● Stated problem 1: Print the whole PQO3 benchmark text that appears below, reproducing every line unchanged.

Comprehensive benchmarks of the PQO3 (PolarQuant Outlier, 3-bit) compressed KV-cache
integrated into mistral.rs via the
CompressedKVCache trait.
Test date: 2026-04-08 Hardware: NVIDIA GeForce RTX 3090 (24 GB VRAM) Methodology: 3 iterations per measurement, median reported Prompt: "The capital of France is" (quality check: output must contain "Paris")
All models produce correct text output with PQO3 compression — no quality degradation compared to Normal (uncompressed) KV-cache.
| Model | Architecture | Layers | Normal GPU/CPU | PQO3 GPU/CPU | PQO3-L2 GPU/CPU |
|---|---|---|---|---|---|
| Qwen3-0.6B | qwen3 | 28 | PASS / PASS | PASS / PASS | PASS / PASS |
| Llama-3.2-1B | llama | 16 | PASS / PASS | PASS / PASS | PASS / PASS |
| Falcon3-1B | llama | 18 | PASS / PASS | PASS / PASS | PASS / PASS |
PQO3-L2 uses L2-norm normalization (Paper Algorithm 1) instead of MaxNorm (llama.cpp approach). Both produce identical quality.

● Stated problem 2: Filter the listing below and keep every line that contains the word "hairy". Match case exactly.

● Stored data entries:
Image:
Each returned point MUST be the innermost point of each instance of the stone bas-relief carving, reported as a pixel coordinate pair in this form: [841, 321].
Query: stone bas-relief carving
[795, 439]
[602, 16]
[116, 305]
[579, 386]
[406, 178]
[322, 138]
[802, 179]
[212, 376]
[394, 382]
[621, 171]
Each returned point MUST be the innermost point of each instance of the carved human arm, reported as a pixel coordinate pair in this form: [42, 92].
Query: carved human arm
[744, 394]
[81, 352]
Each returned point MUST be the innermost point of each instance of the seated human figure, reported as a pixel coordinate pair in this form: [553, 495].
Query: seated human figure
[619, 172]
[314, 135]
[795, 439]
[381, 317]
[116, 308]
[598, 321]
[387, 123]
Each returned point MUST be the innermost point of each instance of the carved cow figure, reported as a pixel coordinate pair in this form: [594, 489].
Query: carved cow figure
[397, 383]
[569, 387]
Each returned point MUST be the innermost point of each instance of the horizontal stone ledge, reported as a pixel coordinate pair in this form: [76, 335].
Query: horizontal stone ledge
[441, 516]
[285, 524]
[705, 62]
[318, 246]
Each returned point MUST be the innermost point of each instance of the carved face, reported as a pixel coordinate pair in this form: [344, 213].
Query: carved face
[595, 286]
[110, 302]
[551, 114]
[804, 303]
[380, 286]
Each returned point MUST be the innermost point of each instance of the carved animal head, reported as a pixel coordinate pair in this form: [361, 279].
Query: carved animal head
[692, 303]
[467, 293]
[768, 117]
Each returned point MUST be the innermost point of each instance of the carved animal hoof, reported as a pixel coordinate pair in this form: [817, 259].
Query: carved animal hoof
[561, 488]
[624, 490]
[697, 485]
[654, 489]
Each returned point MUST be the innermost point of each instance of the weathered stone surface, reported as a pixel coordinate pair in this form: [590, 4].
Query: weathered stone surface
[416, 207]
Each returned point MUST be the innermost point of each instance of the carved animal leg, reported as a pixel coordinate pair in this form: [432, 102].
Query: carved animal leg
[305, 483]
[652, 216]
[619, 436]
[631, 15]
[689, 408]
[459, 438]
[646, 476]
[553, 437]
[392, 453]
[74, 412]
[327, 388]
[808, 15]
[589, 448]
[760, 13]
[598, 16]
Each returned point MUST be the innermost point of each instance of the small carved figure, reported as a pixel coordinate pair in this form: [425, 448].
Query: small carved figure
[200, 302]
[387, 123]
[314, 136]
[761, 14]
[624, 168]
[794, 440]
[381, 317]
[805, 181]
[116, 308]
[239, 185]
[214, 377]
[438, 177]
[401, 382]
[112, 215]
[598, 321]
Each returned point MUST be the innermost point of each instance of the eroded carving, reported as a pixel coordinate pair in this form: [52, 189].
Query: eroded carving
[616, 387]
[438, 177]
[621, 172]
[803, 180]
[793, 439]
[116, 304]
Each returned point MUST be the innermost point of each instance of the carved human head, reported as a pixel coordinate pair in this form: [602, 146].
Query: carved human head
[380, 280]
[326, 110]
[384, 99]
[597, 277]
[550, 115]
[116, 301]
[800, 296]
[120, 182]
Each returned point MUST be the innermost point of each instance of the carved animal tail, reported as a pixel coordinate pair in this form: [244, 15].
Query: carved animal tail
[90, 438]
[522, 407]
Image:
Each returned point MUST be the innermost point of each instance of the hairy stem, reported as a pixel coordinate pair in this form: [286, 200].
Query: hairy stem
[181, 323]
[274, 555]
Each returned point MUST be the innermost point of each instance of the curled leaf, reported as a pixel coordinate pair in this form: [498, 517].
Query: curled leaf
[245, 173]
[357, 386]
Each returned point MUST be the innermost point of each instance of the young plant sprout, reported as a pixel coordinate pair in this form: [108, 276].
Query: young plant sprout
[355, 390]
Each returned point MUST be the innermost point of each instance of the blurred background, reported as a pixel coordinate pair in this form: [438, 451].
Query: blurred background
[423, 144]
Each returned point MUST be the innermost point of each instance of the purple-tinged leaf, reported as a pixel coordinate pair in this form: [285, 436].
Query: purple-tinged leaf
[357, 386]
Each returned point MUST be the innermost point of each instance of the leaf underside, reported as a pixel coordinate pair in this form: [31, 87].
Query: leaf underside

● Correct output 1:
Comprehensive benchmarks of the PQO3 (PolarQuant Outlier, 3-bit) compressed KV-cache
integrated into mistral.rs via the
CompressedKVCache trait.
Test date: 2026-04-08 Hardware: NVIDIA GeForce RTX 3090 (24 GB VRAM) Methodology: 3 iterations per measurement, median reported Prompt: "The capital of France is" (quality check: output must contain "Paris")
All models produce correct text output with PQO3 compression — no quality degradation compared to Normal (uncompressed) KV-cache.
| Model | Architecture | Layers | Normal GPU/CPU | PQO3 GPU/CPU | PQO3-L2 GPU/CPU |
|---|---|---|---|---|---|
| Qwen3-0.6B | qwen3 | 28 | PASS / PASS | PASS / PASS | PASS / PASS |
| Llama-3.2-1B | llama | 16 | PASS / PASS | PASS / PASS | PASS / PASS |
| Falcon3-1B | llama | 18 | PASS / PASS | PASS / PASS | PASS / PASS |
PQO3-L2 uses L2-norm normalization (Paper Algorithm 1) instead of MaxNorm (llama.cpp approach). Both produce identical quality.

● Correct output 2:
Each returned point MUST be the innermost point of each instance of the hairy stem, reported as a pixel coordinate pair in this form: [286, 200].
Query: hairy stem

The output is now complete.